Tasks and exercises:
[1] Using the trip account, say whether each statement agrees with it: (a) the first planned route out of Saint-Jean-Pied-de-Port used the busy D918 highway, (b) they had ridden the same route in the same direction last October, (c) Catharine packed sandwiches for them to take on the road. Answer yes or no for each and quote the words of the trip account that settle it.
[2] Go on with the trip account, starting right after its last sentence.

Last night we reviewed our planned route out of Saint-Jean-Pied-de-Port and recognized that it was on the busy D918 highway. This routing was from the route Raid Pyrenean Randonneur. It was not exactly what we are looking for, so we reconfigured the plan to pass Saint-Étienne-de-Baïgorry and then head onto a small country road (D349) beyond Bidarray. We had ridden this same route but in the opposite direction last October. Of course, it looked familiar as we rode it but when we mapped it out, much of it looked new to us.
We had breakfast with Catharine, the hostess at Maison Simonenia. She was such a delight to be around. She even packaged up a couple of sandwiches for the road and we said good bye - likely for the last time -but you can never say never.
Part of the new Maison LAURENTZENIA. We stayed in the room on the second floor left side.

Image boundary annotation data:

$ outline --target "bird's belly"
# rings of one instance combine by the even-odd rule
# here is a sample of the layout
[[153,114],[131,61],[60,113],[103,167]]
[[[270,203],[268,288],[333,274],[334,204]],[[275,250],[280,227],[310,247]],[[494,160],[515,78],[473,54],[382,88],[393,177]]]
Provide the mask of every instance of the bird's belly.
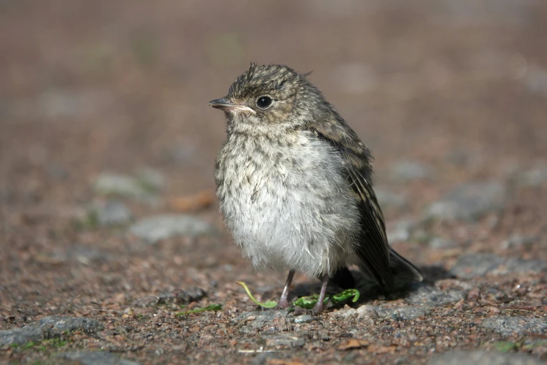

Set of answers:
[1]
(a) Yes: "it was on the busy D918 highway"
(b) No: "We had ridden this same route but in the opposite direction last October."
(c) Yes: "She even packaged up a couple of sandwiches for the road"

[2]
Rue d'Espagne in Saint-Jean-Pied-de-Port. Walker getting ready to leave town. Day 1 on the Camino Frances from St Jean to Roncesvalles, Spain. It is around 24km and will take 7 to 9 hours if you walk it in one day. It is a tough day.
In Biderray: Pont d’Enfer (Hell’s Bridge). Legend has it that when the Devil realized that he could not learn the Basque language, he threw himself off this bridge into the Nive River.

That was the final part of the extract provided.